• _Reading passage_:
+===+

10:14 Fri 04th Jun 2021
Question Author
One thing to add is that do I need to pay capital gain tax? But what would this based on since I never made a purchase? It was handed free to me thanks to my best friend.
It was your main residence so no tax if you sell it. If you rent it out the rents will count as income for tax purposes & if you later sold it there could be a charge to Capital Gains Tax. That was a good friend you had!
For Capital Gains if a disposal did not have an actual selling price (or was sold at other than market value) the Revenue would ask the District Valuer to provide a valuation at the appropriate date.
My understanding of UK Capital Gains Tax so far as gifts are concerned is that the gift would be valued at market price on the day it was gifted.
Question Author
davebro -thanks for your replies, but can you clarify what you means by the appropriate date? Is this the date when it was gifted?

For Capital Gains if a disposal did not have an actual selling price (or was sold at other than market value) the Revenue would ask the District Valuer to provide a valuation at the "appropriate date".
If you rented it out & later sold it then for CGT they would have to get a valuation of the property at the date it ceased to be your main residence. Then any gain would be the difference between that valuation & the price you sold at.

+===+

• _Working data_:
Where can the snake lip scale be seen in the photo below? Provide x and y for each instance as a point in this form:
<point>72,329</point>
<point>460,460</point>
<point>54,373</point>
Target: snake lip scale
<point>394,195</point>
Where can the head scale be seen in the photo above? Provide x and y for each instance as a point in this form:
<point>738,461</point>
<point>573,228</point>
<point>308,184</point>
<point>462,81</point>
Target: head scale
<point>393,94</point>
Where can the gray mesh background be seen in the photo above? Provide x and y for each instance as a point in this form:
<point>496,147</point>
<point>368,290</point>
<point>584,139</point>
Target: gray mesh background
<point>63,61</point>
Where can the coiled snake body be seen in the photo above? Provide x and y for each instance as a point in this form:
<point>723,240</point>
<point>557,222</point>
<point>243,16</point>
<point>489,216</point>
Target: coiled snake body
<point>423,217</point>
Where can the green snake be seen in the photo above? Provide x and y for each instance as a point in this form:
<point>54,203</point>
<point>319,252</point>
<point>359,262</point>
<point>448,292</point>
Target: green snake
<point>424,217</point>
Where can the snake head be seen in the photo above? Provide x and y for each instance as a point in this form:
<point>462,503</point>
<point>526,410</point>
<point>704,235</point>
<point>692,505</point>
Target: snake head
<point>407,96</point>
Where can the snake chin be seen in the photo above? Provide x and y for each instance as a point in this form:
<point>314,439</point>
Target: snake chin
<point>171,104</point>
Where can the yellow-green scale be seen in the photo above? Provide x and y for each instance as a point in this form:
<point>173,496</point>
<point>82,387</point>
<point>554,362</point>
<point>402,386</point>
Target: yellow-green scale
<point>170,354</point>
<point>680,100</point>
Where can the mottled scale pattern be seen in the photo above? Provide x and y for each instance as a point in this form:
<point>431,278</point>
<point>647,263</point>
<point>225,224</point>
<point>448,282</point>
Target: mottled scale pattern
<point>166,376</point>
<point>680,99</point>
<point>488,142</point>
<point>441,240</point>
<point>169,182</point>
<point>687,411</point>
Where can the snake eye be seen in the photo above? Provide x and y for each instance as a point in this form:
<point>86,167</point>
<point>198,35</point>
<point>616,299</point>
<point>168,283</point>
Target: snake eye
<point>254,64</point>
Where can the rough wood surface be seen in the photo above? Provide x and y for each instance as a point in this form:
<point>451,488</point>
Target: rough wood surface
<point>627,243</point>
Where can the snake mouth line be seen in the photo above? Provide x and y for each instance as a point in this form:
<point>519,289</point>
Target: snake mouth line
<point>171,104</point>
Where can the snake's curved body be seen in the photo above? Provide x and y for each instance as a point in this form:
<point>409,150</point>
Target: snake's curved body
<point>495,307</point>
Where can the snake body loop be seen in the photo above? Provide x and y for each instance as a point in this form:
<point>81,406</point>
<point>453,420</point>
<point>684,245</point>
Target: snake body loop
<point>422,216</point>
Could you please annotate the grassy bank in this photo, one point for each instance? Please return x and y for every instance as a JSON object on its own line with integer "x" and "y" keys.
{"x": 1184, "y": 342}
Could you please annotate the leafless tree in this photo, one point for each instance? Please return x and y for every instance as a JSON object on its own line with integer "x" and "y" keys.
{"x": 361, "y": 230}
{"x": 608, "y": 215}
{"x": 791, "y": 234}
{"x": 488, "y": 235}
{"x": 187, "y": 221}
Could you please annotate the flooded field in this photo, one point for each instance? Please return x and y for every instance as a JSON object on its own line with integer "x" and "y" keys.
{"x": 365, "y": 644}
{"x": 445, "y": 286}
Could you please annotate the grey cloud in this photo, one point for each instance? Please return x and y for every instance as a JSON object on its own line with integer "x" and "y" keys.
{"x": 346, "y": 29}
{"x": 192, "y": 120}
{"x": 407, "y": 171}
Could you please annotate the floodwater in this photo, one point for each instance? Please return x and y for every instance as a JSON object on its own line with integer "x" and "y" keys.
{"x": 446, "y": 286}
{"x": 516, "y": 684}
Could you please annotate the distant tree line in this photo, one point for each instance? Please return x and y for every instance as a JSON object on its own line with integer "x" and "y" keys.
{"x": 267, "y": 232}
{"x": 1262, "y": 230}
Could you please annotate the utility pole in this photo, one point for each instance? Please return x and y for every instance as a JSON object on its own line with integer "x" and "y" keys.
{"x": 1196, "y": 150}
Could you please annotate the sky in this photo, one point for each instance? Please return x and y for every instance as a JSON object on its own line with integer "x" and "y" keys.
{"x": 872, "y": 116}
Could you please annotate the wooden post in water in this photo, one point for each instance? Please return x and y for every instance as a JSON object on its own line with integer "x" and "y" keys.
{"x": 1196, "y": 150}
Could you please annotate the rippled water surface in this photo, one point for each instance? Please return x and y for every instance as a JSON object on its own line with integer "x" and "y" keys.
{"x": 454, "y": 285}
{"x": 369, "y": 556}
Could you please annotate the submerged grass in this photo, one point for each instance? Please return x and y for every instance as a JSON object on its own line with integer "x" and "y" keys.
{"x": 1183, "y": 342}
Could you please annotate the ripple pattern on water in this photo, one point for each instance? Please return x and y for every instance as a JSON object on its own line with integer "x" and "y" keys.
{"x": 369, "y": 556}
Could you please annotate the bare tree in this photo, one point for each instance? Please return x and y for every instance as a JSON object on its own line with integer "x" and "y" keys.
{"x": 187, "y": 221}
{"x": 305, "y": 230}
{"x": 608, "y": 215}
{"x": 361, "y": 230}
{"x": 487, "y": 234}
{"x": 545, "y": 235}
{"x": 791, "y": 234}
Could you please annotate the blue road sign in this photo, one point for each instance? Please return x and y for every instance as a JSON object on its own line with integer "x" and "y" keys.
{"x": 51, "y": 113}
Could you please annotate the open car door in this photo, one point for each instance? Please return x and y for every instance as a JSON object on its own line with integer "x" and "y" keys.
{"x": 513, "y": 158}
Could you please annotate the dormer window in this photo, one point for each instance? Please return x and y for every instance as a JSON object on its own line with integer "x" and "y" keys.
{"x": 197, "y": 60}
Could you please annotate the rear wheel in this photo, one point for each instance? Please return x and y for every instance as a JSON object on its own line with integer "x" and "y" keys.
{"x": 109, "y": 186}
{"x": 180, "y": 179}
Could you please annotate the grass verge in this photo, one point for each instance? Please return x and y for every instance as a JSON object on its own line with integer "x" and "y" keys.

+===+

• _Directive A_:
Answer these questions about the forum thread on capital gains tax:
(i) If the property is rented out, how will the rents count?
(ii) Whom would the Revenue ask to provide a valuation when a disposal had no actual selling price?
(iii) If the property was rented out and later sold, as of what date would it be valued for CGT?
• _Directive B_:
Print the entries from their first line through the line containing "<point>394,195</point>", including both of those lines, and reproduce each line without any change.
The forum thread and the entries come from separate, unrelated sources.

• _Correct result A_:
(i) The rents will count as income for tax purposes.
(ii) The District Valuer.
(iii) The date it ceased to be the owner's main residence.

• _Correct result B_:
Where can the snake lip scale be seen in the photo below? Provide x and y for each instance as a point in this form:
<point>72,329</point>
<point>460,460</point>
<point>54,373</point>
Target: snake lip scale
<point>394,195</point>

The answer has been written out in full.